DATA EXTRACT =>
○ ○ ○ ○
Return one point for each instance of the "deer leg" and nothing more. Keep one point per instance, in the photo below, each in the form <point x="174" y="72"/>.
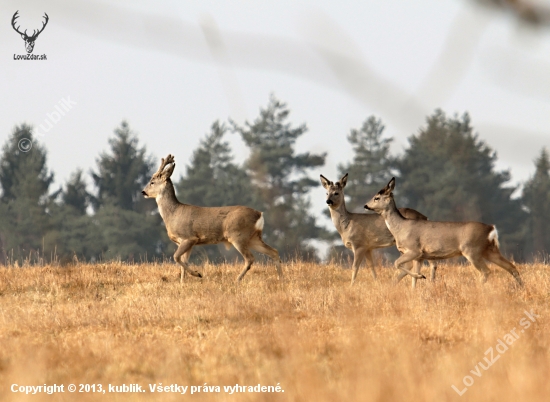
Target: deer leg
<point x="359" y="255"/>
<point x="258" y="245"/>
<point x="496" y="258"/>
<point x="433" y="267"/>
<point x="184" y="250"/>
<point x="479" y="264"/>
<point x="402" y="274"/>
<point x="248" y="258"/>
<point x="417" y="266"/>
<point x="407" y="257"/>
<point x="370" y="262"/>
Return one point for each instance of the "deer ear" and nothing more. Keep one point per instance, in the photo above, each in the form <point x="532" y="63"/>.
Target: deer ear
<point x="390" y="186"/>
<point x="344" y="180"/>
<point x="166" y="173"/>
<point x="325" y="182"/>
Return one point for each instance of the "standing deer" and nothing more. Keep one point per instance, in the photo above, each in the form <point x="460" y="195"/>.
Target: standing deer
<point x="440" y="240"/>
<point x="190" y="225"/>
<point x="363" y="233"/>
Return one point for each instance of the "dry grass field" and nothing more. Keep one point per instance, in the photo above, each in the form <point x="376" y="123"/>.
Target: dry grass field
<point x="314" y="335"/>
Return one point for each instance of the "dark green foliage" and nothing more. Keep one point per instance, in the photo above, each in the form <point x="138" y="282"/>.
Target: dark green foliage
<point x="123" y="172"/>
<point x="280" y="180"/>
<point x="536" y="197"/>
<point x="213" y="179"/>
<point x="372" y="164"/>
<point x="76" y="234"/>
<point x="126" y="221"/>
<point x="448" y="174"/>
<point x="25" y="181"/>
<point x="75" y="194"/>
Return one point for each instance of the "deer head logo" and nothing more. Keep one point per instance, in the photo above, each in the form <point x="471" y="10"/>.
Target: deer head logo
<point x="29" y="40"/>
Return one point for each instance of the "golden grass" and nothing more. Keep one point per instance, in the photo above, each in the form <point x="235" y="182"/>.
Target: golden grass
<point x="316" y="336"/>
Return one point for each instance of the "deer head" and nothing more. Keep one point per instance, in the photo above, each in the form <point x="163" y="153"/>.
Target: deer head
<point x="29" y="40"/>
<point x="383" y="199"/>
<point x="158" y="181"/>
<point x="335" y="191"/>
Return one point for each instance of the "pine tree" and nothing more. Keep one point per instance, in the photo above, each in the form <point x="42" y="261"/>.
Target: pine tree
<point x="213" y="179"/>
<point x="75" y="194"/>
<point x="536" y="197"/>
<point x="279" y="176"/>
<point x="25" y="181"/>
<point x="129" y="227"/>
<point x="371" y="167"/>
<point x="122" y="173"/>
<point x="74" y="232"/>
<point x="448" y="174"/>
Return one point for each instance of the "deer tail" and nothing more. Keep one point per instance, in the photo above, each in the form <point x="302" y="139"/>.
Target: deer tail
<point x="493" y="237"/>
<point x="259" y="226"/>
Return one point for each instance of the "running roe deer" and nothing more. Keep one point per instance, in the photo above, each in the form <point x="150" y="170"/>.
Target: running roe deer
<point x="440" y="240"/>
<point x="362" y="233"/>
<point x="190" y="225"/>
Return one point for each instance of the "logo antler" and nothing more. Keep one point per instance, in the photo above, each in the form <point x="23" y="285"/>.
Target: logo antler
<point x="29" y="40"/>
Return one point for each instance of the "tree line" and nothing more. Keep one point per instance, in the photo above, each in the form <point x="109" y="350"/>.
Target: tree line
<point x="447" y="172"/>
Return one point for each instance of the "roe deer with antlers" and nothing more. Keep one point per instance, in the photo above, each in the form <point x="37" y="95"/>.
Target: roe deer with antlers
<point x="362" y="233"/>
<point x="440" y="240"/>
<point x="190" y="225"/>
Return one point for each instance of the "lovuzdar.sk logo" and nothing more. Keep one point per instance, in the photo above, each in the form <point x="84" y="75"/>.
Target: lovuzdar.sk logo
<point x="29" y="39"/>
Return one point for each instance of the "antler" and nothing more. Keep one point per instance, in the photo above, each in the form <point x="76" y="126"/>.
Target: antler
<point x="34" y="35"/>
<point x="164" y="162"/>
<point x="15" y="16"/>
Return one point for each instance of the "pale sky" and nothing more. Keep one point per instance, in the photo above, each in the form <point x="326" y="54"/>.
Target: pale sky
<point x="171" y="68"/>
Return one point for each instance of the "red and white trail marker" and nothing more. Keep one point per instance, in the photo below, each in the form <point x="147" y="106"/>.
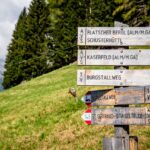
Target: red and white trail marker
<point x="87" y="117"/>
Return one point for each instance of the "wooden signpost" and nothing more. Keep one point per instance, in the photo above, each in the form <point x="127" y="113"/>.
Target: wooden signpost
<point x="113" y="57"/>
<point x="121" y="116"/>
<point x="118" y="116"/>
<point x="114" y="36"/>
<point x="118" y="96"/>
<point x="114" y="77"/>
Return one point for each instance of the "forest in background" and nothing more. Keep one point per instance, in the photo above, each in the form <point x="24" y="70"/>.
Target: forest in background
<point x="45" y="35"/>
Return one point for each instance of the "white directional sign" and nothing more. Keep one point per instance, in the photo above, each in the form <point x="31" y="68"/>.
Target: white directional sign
<point x="118" y="96"/>
<point x="114" y="77"/>
<point x="114" y="36"/>
<point x="113" y="57"/>
<point x="118" y="116"/>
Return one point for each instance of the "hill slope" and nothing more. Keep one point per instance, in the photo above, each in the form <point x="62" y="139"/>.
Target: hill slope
<point x="40" y="115"/>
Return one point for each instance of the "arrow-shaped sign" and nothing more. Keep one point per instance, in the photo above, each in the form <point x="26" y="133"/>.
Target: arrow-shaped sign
<point x="118" y="96"/>
<point x="118" y="116"/>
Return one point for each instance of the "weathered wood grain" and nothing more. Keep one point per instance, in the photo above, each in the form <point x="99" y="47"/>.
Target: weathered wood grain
<point x="115" y="143"/>
<point x="114" y="77"/>
<point x="113" y="57"/>
<point x="114" y="36"/>
<point x="121" y="116"/>
<point x="118" y="96"/>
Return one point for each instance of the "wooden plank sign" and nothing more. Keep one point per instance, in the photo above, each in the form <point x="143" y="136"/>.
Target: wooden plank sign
<point x="118" y="116"/>
<point x="114" y="36"/>
<point x="113" y="57"/>
<point x="114" y="77"/>
<point x="118" y="96"/>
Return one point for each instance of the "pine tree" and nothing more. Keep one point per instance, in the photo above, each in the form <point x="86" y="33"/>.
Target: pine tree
<point x="77" y="13"/>
<point x="65" y="34"/>
<point x="36" y="54"/>
<point x="12" y="75"/>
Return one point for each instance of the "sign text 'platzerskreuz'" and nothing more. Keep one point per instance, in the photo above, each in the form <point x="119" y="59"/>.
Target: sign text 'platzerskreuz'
<point x="114" y="36"/>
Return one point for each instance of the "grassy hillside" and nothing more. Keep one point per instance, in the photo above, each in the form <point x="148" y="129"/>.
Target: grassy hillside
<point x="41" y="115"/>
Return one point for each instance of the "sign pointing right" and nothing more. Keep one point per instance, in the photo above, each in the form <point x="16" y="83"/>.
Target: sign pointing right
<point x="118" y="96"/>
<point x="118" y="116"/>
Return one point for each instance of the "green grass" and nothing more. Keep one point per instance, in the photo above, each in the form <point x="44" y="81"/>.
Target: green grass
<point x="42" y="115"/>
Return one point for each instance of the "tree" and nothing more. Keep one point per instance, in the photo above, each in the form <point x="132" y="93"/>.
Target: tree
<point x="77" y="13"/>
<point x="37" y="29"/>
<point x="12" y="75"/>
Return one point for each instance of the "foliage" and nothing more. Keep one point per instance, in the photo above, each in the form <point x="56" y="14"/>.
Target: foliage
<point x="28" y="52"/>
<point x="12" y="75"/>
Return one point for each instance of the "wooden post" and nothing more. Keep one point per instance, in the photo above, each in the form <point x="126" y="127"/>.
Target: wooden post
<point x="120" y="130"/>
<point x="115" y="143"/>
<point x="121" y="141"/>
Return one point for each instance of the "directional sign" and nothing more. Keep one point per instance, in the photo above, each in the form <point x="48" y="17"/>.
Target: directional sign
<point x="113" y="57"/>
<point x="114" y="36"/>
<point x="118" y="96"/>
<point x="118" y="116"/>
<point x="114" y="77"/>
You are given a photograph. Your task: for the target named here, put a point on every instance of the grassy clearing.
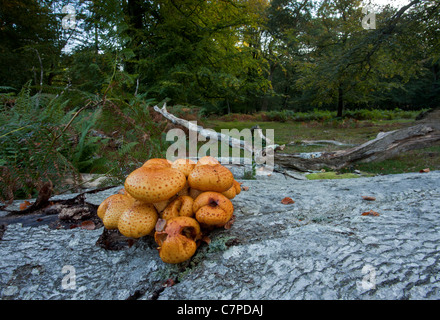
(348, 131)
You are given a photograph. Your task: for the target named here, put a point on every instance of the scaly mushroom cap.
(233, 191)
(207, 160)
(194, 193)
(181, 206)
(112, 208)
(212, 209)
(159, 162)
(184, 165)
(138, 221)
(177, 239)
(153, 184)
(213, 177)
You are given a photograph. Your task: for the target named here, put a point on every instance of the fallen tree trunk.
(211, 134)
(384, 146)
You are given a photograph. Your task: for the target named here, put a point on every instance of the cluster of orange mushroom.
(174, 202)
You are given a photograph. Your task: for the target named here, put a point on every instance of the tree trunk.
(387, 144)
(340, 102)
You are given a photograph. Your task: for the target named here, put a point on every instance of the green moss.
(335, 175)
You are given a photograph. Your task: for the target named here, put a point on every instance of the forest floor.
(348, 131)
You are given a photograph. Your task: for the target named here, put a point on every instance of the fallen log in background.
(386, 145)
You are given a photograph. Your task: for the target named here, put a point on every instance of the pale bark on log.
(211, 134)
(384, 146)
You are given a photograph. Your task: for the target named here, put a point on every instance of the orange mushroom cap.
(212, 209)
(112, 208)
(233, 191)
(213, 177)
(181, 206)
(184, 165)
(153, 184)
(177, 240)
(138, 221)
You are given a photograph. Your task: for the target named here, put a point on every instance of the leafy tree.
(29, 40)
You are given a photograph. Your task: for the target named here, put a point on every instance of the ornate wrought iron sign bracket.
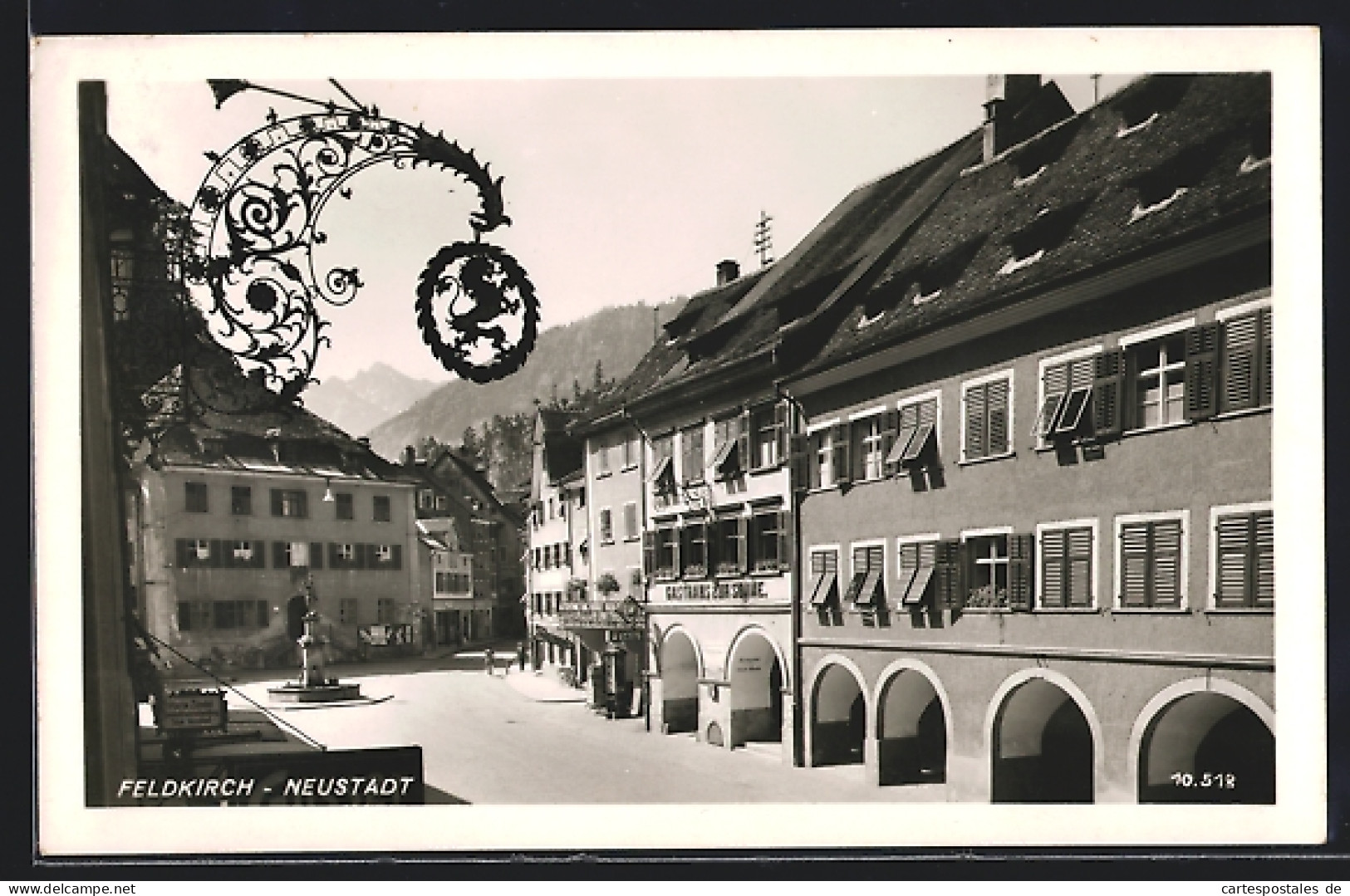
(255, 223)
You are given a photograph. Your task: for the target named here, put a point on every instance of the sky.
(621, 190)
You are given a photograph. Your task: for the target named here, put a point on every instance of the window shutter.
(1202, 369)
(1134, 565)
(743, 544)
(840, 453)
(1166, 563)
(781, 417)
(1108, 394)
(799, 453)
(1078, 546)
(1238, 371)
(1267, 360)
(744, 459)
(1052, 568)
(997, 436)
(1021, 551)
(975, 417)
(1235, 568)
(1264, 566)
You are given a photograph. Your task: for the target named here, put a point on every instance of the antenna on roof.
(764, 239)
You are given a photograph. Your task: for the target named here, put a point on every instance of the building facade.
(233, 526)
(1036, 479)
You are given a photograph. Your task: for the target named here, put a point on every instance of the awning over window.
(824, 589)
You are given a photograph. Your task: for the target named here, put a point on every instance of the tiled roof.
(1105, 194)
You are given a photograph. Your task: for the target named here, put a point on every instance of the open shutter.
(1267, 360)
(781, 417)
(1108, 394)
(1134, 565)
(840, 455)
(744, 443)
(1202, 371)
(1238, 369)
(1021, 552)
(799, 457)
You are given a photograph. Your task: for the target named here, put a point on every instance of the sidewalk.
(543, 686)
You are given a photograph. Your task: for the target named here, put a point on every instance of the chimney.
(727, 272)
(1004, 97)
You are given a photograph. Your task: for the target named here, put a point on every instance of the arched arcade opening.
(680, 683)
(911, 732)
(838, 718)
(1041, 748)
(756, 678)
(1207, 748)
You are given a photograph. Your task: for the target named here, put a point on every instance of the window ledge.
(1151, 610)
(1176, 424)
(971, 462)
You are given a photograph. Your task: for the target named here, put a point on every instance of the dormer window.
(1047, 231)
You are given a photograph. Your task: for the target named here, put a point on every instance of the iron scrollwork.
(255, 220)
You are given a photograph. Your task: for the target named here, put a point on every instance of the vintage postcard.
(685, 440)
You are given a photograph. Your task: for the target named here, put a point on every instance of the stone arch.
(756, 687)
(1043, 738)
(682, 665)
(913, 725)
(838, 707)
(1202, 727)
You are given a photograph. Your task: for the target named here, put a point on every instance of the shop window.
(987, 417)
(916, 561)
(1151, 563)
(825, 565)
(866, 587)
(289, 502)
(241, 501)
(1244, 546)
(194, 497)
(1067, 567)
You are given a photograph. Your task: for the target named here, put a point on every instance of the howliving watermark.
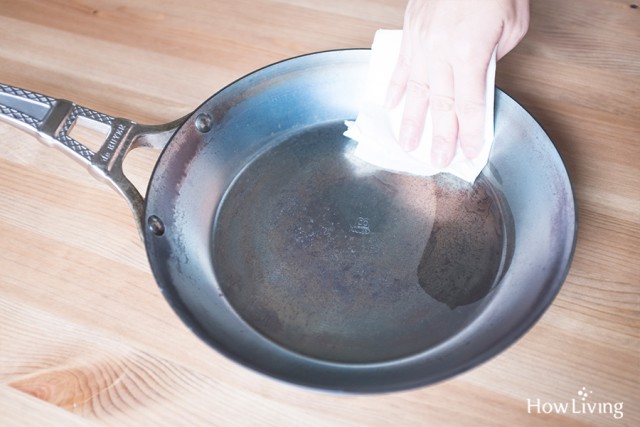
(581, 405)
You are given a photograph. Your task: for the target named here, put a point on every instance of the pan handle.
(51, 120)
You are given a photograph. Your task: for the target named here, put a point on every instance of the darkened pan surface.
(291, 257)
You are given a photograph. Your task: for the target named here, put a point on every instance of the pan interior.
(334, 260)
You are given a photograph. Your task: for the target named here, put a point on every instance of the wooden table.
(86, 337)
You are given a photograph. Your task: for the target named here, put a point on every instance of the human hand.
(446, 49)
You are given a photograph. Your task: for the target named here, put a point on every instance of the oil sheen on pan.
(340, 262)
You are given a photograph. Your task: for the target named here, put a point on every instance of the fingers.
(443, 114)
(416, 105)
(400, 75)
(470, 92)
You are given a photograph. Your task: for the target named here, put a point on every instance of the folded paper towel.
(376, 128)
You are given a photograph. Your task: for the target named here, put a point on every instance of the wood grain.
(86, 336)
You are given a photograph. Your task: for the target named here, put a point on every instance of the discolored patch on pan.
(467, 248)
(330, 263)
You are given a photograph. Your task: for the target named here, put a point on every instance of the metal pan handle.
(51, 120)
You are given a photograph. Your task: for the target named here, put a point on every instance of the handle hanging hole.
(155, 225)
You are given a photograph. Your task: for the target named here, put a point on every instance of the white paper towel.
(376, 128)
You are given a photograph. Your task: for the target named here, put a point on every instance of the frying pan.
(285, 253)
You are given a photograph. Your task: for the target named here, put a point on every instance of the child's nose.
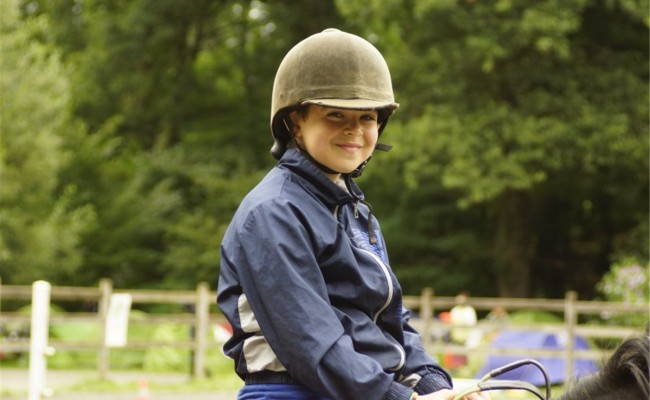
(354, 127)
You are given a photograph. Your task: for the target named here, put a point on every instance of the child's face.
(340, 139)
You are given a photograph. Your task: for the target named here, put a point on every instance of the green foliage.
(504, 102)
(132, 129)
(627, 281)
(40, 228)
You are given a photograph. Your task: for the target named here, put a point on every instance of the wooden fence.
(427, 306)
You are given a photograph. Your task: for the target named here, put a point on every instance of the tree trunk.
(513, 244)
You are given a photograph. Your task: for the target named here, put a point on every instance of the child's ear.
(295, 122)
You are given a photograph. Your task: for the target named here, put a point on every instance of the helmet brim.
(352, 104)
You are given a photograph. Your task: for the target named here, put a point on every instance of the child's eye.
(335, 114)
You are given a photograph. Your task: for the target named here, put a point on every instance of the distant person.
(498, 315)
(305, 280)
(463, 319)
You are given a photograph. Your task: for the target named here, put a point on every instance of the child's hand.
(447, 394)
○ ○ ○ ○
PROBLEM TO SOLVE => Rewrite everything in the records from the line containing "the dormer window." down to the line containing "(1202, 727)", both included. Raise every coordinate in the answers by 36.

RESULT OF THIS EXERCISE =>
You are given a photograph. Your task: for the target named here, put a point on every instance of the dormer window.
(1083, 267)
You are given a photograph. Your task: for the target named here, put a point on every instance of the iron scrollwork.
(291, 256)
You are given a photograph. Your task: for the target named here, put a point on every instance of the vintage postcard.
(721, 476)
You are given a photograph. Your task: for the target named here, put a point on every instance of the stone arch.
(792, 723)
(1079, 774)
(718, 701)
(949, 761)
(874, 743)
(1238, 763)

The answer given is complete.